**GIVEN REQUEST**
Edit every row below so that "tightly contains" becomes "encloses", and keep everything else the same.

Stored data entries
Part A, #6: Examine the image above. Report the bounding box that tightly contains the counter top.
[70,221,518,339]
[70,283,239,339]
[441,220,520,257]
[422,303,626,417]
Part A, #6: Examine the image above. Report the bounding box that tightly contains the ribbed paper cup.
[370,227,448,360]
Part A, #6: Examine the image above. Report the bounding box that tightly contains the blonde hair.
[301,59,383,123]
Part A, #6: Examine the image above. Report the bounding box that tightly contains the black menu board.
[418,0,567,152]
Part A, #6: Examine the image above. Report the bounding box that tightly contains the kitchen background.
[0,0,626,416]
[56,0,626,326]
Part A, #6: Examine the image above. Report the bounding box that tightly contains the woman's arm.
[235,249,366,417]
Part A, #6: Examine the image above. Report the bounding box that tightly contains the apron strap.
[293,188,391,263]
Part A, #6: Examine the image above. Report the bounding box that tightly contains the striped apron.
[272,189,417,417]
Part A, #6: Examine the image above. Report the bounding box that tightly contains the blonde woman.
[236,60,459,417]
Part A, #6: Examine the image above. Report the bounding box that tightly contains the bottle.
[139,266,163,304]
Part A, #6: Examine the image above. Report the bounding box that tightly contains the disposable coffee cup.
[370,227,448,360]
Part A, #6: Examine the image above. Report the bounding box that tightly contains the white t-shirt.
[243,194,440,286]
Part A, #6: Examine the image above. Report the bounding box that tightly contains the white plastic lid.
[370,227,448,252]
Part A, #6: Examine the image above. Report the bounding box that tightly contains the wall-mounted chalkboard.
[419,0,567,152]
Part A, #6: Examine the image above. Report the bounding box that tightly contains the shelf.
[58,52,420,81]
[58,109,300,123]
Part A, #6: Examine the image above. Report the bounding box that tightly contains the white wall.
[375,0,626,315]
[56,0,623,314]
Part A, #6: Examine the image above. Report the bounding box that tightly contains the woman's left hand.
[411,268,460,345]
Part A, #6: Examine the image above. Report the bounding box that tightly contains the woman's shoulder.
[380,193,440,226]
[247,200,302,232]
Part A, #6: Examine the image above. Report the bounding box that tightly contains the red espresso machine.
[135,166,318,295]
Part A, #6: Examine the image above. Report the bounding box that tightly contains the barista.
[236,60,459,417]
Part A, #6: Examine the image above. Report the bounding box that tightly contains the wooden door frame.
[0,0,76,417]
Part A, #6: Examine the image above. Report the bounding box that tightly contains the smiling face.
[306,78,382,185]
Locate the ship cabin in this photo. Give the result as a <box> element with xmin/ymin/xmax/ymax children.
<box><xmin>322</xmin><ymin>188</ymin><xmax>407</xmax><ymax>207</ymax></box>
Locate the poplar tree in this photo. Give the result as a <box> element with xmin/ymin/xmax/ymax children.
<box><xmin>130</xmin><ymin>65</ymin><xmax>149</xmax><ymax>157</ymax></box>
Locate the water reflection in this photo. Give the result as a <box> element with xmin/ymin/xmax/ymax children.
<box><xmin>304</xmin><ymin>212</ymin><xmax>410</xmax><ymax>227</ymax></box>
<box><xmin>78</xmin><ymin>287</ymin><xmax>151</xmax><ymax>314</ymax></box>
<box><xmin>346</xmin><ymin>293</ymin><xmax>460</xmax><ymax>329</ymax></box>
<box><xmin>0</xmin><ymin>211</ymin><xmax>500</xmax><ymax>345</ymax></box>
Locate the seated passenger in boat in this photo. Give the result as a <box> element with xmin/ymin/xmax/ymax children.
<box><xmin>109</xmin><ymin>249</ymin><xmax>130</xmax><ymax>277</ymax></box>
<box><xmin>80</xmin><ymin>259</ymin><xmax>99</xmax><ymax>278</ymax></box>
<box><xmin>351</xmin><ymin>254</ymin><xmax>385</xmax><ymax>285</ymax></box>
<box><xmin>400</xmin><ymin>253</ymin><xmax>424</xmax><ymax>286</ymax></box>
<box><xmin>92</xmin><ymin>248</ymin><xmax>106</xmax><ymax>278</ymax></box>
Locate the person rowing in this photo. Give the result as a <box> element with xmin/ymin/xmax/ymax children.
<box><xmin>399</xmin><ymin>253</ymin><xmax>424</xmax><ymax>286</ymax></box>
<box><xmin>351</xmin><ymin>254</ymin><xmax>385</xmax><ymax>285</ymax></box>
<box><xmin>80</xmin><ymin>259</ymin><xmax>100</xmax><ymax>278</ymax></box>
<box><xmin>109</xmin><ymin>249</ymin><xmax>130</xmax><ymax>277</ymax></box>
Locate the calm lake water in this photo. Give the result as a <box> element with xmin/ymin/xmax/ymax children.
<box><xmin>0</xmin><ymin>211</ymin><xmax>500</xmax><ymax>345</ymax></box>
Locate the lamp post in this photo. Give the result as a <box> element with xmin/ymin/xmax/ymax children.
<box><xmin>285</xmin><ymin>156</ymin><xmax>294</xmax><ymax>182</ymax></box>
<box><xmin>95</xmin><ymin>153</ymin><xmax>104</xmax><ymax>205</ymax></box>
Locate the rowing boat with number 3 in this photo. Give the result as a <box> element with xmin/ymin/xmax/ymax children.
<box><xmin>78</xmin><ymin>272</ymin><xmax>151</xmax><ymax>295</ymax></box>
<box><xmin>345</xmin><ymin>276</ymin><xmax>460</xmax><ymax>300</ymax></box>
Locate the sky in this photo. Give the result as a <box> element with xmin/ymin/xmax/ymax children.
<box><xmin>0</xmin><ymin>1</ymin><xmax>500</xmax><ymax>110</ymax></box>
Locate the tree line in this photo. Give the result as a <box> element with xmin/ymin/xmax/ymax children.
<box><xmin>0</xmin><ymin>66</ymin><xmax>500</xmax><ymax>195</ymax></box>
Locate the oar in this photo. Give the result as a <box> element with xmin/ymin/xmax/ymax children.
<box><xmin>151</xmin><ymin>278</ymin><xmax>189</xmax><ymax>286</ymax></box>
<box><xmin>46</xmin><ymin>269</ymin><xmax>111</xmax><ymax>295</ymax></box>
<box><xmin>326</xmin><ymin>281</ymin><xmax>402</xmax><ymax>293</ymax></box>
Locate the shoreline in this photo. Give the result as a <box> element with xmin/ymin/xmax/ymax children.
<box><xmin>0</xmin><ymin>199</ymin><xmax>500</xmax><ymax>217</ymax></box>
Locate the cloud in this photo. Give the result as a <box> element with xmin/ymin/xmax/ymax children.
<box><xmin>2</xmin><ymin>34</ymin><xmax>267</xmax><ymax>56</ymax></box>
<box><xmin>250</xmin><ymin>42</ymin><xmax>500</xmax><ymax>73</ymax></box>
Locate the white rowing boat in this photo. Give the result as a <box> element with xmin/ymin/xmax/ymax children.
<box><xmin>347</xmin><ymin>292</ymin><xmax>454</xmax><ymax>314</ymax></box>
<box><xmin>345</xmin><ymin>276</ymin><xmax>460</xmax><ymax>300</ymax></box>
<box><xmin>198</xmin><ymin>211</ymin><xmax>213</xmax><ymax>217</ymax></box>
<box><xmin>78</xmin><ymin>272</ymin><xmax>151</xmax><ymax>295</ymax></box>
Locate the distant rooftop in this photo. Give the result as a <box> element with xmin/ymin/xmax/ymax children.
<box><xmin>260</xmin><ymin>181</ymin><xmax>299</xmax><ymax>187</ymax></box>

**ANSWER TO THE PROBLEM**
Part A, #6: Examine the image above. Report the bounding box that encloses the counter top.
[70,221,518,339]
[70,283,239,339]
[441,220,520,257]
[422,303,626,417]
Part A, #6: Examine the image above. Report the bounding box that encloses the ribbed paper cup.
[370,227,448,360]
Part A, #6: Examine the image above. Report the bounding box that encloses the blonde hair.
[301,59,383,123]
Part A, #6: Examine the image above. Report the bounding box that encloses the black menu board.
[418,0,567,152]
Part A, #6: Examine the image above. Report the bounding box that encloses the kitchen background.
[0,0,626,416]
[56,0,626,326]
Part A, #6: Examine the image above. Report the bounding box that encloses the woman's arm.
[235,249,366,417]
Part A, #6: Examine the image above. Report the bounding box that encloses the apron strap.
[293,188,391,263]
Part A, #6: Examine the image above. Report the bounding box that encloses the striped apron.
[272,189,417,417]
Part A, #6: Examine the image above. Report the bounding box that encloses the blonde woman.
[236,60,459,417]
Part A, #6: Examine the image above. Report the bounding box that encloses the bottle.
[139,266,163,304]
Part A, #6: Examine the image above. Report the bounding box that encloses the disposable coffee cup.
[370,227,448,360]
Part A, #6: Examine the image above. Report the bounding box that encloses the white t-shirt.
[243,194,440,286]
Part A, #6: Examine the image above. Report the bounding box that encloses the white plastic lid.
[370,227,448,252]
Part A, #6: Examine the image above. Report the bounding box that encloses the wall-mounted chalkboard.
[419,0,567,152]
Part A, #6: Examine the image above. Report the bounding box that encloses the shelf.
[58,52,420,81]
[58,109,300,123]
Part A, #6: Examine the image above. Report the bounding box that encloses the white wall.
[375,0,626,315]
[56,0,623,314]
Part A, #6: Examine the image above. Report the bounding box that encloses the woman's left hand.
[411,268,460,345]
Part A, #6: Examine the image above. Report the bounding box that encloses the woman's shoulder.
[380,193,440,226]
[247,200,302,232]
Part A, #6: Examine the image above. Report the bounding box that encloses the red espresso machine.
[135,166,318,295]
Part A, #6: Examine the image above. Report the bounding box that encloses the barista.
[236,60,459,417]
Part A, #6: Examine the image above. Report the bounding box that encloses the wooden door frame.
[0,0,76,417]
Part A, #6: Examine the image above. Report the bounding box that encloses the smiling face.
[306,78,382,185]
Locate the ship cabin in this photo. Give the result as a <box> element with xmin/ymin/xmax/ymax children.
<box><xmin>322</xmin><ymin>188</ymin><xmax>407</xmax><ymax>207</ymax></box>
Locate the poplar tree in this photo. Give the result as a <box> element with xmin/ymin/xmax/ymax children.
<box><xmin>130</xmin><ymin>65</ymin><xmax>149</xmax><ymax>157</ymax></box>
Locate the water reflection in this photo. Give the result as a <box> element with xmin/ymin/xmax/ymax children.
<box><xmin>304</xmin><ymin>212</ymin><xmax>410</xmax><ymax>227</ymax></box>
<box><xmin>78</xmin><ymin>287</ymin><xmax>151</xmax><ymax>314</ymax></box>
<box><xmin>346</xmin><ymin>293</ymin><xmax>460</xmax><ymax>329</ymax></box>
<box><xmin>0</xmin><ymin>211</ymin><xmax>500</xmax><ymax>345</ymax></box>
Locate the seated passenger in boat in this photo. Give the result as a <box> element with xmin/ymin/xmax/ymax children.
<box><xmin>109</xmin><ymin>249</ymin><xmax>130</xmax><ymax>277</ymax></box>
<box><xmin>80</xmin><ymin>259</ymin><xmax>99</xmax><ymax>278</ymax></box>
<box><xmin>351</xmin><ymin>254</ymin><xmax>385</xmax><ymax>285</ymax></box>
<box><xmin>400</xmin><ymin>253</ymin><xmax>424</xmax><ymax>286</ymax></box>
<box><xmin>92</xmin><ymin>248</ymin><xmax>106</xmax><ymax>278</ymax></box>
Locate the person rowing in this photo. Give the result as a <box> element with xmin/ymin/xmax/ymax children.
<box><xmin>399</xmin><ymin>253</ymin><xmax>424</xmax><ymax>286</ymax></box>
<box><xmin>351</xmin><ymin>254</ymin><xmax>385</xmax><ymax>285</ymax></box>
<box><xmin>80</xmin><ymin>259</ymin><xmax>100</xmax><ymax>278</ymax></box>
<box><xmin>109</xmin><ymin>249</ymin><xmax>130</xmax><ymax>277</ymax></box>
Locate the calm lake water in this photo. Give the result as a <box> element with xmin/ymin/xmax/ymax children.
<box><xmin>0</xmin><ymin>211</ymin><xmax>500</xmax><ymax>345</ymax></box>
Locate the lamp post in this photo. Give the result as a <box> element with xmin/ymin/xmax/ymax children.
<box><xmin>285</xmin><ymin>156</ymin><xmax>294</xmax><ymax>182</ymax></box>
<box><xmin>95</xmin><ymin>153</ymin><xmax>104</xmax><ymax>205</ymax></box>
Locate the rowing boat with number 3 in this photo. Give the result as a <box> element with xmin/ymin/xmax/ymax children.
<box><xmin>78</xmin><ymin>272</ymin><xmax>151</xmax><ymax>295</ymax></box>
<box><xmin>345</xmin><ymin>276</ymin><xmax>460</xmax><ymax>300</ymax></box>
Locate the sky in this photo. Give the result as a <box> element with xmin/ymin/xmax/ymax children.
<box><xmin>0</xmin><ymin>1</ymin><xmax>500</xmax><ymax>110</ymax></box>
Locate the tree line in this photo. Give the result as a <box> element with xmin/ymin/xmax/ymax children.
<box><xmin>0</xmin><ymin>66</ymin><xmax>500</xmax><ymax>195</ymax></box>
Locate the oar in this photo. Give the result as a <box> element with xmin/ymin/xmax/ymax children.
<box><xmin>151</xmin><ymin>278</ymin><xmax>189</xmax><ymax>286</ymax></box>
<box><xmin>46</xmin><ymin>269</ymin><xmax>111</xmax><ymax>295</ymax></box>
<box><xmin>326</xmin><ymin>281</ymin><xmax>402</xmax><ymax>293</ymax></box>
Locate the shoreline in this photo. Give the result as a <box> element with xmin/ymin/xmax/ymax children.
<box><xmin>0</xmin><ymin>199</ymin><xmax>500</xmax><ymax>217</ymax></box>
Locate the cloud in this photo. Give the result as a <box> element with xmin/ymin/xmax/ymax children.
<box><xmin>2</xmin><ymin>34</ymin><xmax>267</xmax><ymax>56</ymax></box>
<box><xmin>250</xmin><ymin>42</ymin><xmax>500</xmax><ymax>73</ymax></box>
Locate the white rowing boat in this photo. Give the result as a <box> element with xmin/ymin/xmax/ymax children.
<box><xmin>347</xmin><ymin>292</ymin><xmax>454</xmax><ymax>314</ymax></box>
<box><xmin>345</xmin><ymin>276</ymin><xmax>460</xmax><ymax>300</ymax></box>
<box><xmin>198</xmin><ymin>211</ymin><xmax>213</xmax><ymax>217</ymax></box>
<box><xmin>78</xmin><ymin>272</ymin><xmax>151</xmax><ymax>295</ymax></box>
Locate the distant rooftop in this photo. Give the result as a <box> element with xmin/ymin/xmax/ymax children.
<box><xmin>260</xmin><ymin>181</ymin><xmax>299</xmax><ymax>187</ymax></box>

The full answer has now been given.